*DOCUMENT EXCERPT:*

Run MAKEEFIL against the sorted EWDSLIST.GEN producing EWDSFILE.GEN


Run MAKEINFL against INFLECTS.LAT producing INFLECTS.SEC

Along with ADDONS.LAT and UNIQUES.LAT,
this is the entire set of data for WORDS.

WORDS.EXE
INFLECTS.SEC
ADDONS.LAT
UNIQUES.LAT
DICTFILE.GEN
STEMFILE.GEN
INDXFILE.GEN
EWDSFILE.GEN
--  And whatever .SPE as appropriate


(If you go through the process and have a working WORDS but it
gives the wrong output, the most likely source of error is
a missing or improper sort.)


--------------------------------------------------------------
Viewing WORD.STA


A view to see what ADDONS and TRICKS were used


Sort WORD.STA on
1    12      --  The STAT name
55   25      --  STAT details
32   20      --  Word in question
16   10      --  Line number


------------------------------------------------------------------
------------------PREPARING DICTPAGE------------------------------
------------------------------------------------------------------

Preparing DICTPAGE, the listing as of a paper dictionary.

IMPORTANT NOTE

During the process, you may find it useful to edit some entries.  Feel free to do so.
But remember that you have to keep the separate files (.TXT) and reassemble at the end
into a new DICTLINE.


For a release, ideally DICTPAGE is done before the final DICTLINE,
because in the process there may be some editing of entries.

*GIVEN INFORMATION:*

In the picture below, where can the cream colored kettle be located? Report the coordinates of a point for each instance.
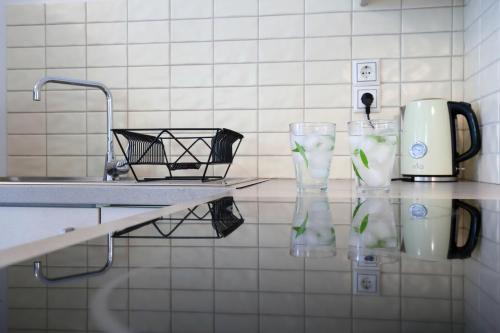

*DIRECTION:* According to the document excerpt, what is the most likely source of error when a working WORDS gives the wrong output?

*RESPONSE:* A missing or improper sort.